### Your task:
In the critique of Ginsberg's political poetry, condense the paragraph beginning "Here we have an easy, scattershot indictment" into a short bulleted list of its main points.

Here we have an easy, scattershot indictment, in which the prohibition of liquor, McCarthyite anticommunism, the use of defoliants in Vietnam, and Naomi Ginsberg's "death and madness" are all the results of a national "hatred." In this passage, Ginsberg treats individual madness as the symptom of political madness, but again, he wants it both ways. By suggesting, even if only for purposes of metonymy, that Carry Nation began "the vortex," Ginsberg identifies a villain whose individual repressions initiate, through social contagion, the repressiveness of a whole country. (Carry Nation's name serves Ginsberg's turn all too conveniently.) In this sweeping equation of any social evil with any other, individuals can be treated either as willing agents or as passive victims, according to one's mood. Ginsberg extends no sympathy to Carry Nation, who presumably was also shaped by her social environment. Those one has singled out as villains are responsible for their actions, while those who have been cast as victims are not.

Ginsberg wrote a great deal of political poetry in the late 1960s and early 1970s, all of it sentimental in its insistence that the war in Vietnam resulted directly from bad consciousness, and that good consciousness drives out bad. Even in Wichita Vortex Sutra, the best of these political poems, Ginsberg portrays the war as the work of "inferior magicians with / the wrong alchemical formula for transforming earth into gold."

### Records supplied:
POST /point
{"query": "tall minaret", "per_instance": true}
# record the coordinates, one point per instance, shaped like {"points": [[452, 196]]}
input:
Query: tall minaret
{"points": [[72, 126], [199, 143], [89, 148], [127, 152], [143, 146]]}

### Exercise result:
- The passage is an easy, scattershot indictment. It blames a national "hatred" for Prohibition, McCarthyite anticommunism, the use of defoliants in Vietnam and Naomi Ginsberg's "death and madness."
- Ginsberg treats individual madness as a symptom of political madness but wants it both ways.
- By suggesting that Carry Nation began "the vortex," he makes her a villain whose individual repressions spread, through social contagion, to the whole country. Her name serves him all too conveniently.
- Equating every social evil with every other lets individuals be cast as either willing agents or passive victims, depending on mood.
- Ginsberg shows no sympathy for Carry Nation, though she was presumably also shaped by her social environment. Those singled out as villains are held responsible, while those cast as victims are not.